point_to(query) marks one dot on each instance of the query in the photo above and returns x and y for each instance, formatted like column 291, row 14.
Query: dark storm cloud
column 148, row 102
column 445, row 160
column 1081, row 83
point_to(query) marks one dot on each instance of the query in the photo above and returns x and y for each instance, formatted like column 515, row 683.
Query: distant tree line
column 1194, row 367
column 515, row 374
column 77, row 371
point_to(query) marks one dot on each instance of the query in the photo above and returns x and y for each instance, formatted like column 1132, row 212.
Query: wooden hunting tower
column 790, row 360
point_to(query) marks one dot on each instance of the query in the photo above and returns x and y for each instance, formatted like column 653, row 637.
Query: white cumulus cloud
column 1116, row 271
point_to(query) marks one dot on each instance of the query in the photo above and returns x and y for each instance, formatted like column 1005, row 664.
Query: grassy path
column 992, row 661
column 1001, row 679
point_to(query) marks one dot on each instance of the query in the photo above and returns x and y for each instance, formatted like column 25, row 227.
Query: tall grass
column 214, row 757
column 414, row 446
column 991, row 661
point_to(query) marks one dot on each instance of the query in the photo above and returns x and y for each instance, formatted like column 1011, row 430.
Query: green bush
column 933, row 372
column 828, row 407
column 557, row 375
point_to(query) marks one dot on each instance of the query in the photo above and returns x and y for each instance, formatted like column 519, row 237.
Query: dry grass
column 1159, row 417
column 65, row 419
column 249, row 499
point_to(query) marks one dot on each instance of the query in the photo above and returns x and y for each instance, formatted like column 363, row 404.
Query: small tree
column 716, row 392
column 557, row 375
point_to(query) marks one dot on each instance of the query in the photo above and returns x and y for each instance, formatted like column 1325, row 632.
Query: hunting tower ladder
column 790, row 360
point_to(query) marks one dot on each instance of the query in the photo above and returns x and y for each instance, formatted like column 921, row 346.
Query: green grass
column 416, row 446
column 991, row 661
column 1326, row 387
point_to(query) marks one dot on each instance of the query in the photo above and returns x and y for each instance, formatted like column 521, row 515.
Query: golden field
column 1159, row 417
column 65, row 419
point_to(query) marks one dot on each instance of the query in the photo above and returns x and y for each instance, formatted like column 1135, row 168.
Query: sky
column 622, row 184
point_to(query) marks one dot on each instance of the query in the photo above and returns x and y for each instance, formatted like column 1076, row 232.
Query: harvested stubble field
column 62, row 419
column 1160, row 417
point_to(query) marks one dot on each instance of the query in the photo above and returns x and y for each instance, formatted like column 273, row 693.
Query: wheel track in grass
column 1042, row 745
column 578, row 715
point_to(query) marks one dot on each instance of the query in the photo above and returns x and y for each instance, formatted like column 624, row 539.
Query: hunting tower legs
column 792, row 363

+-------+

Description of the task
Reproduce as a numbered list the lines of the entries above, from the line containing "1076, row 232." through the line containing "column 1160, row 417", both included, omitting any blank lines.

Exercise answer
1. point_to(query) marks one dot on each instance of the query in the photo above and returns x and y for each instance, formatted like column 1076, row 232.
2. Query: harvested stubble field
3. column 62, row 419
4. column 1160, row 417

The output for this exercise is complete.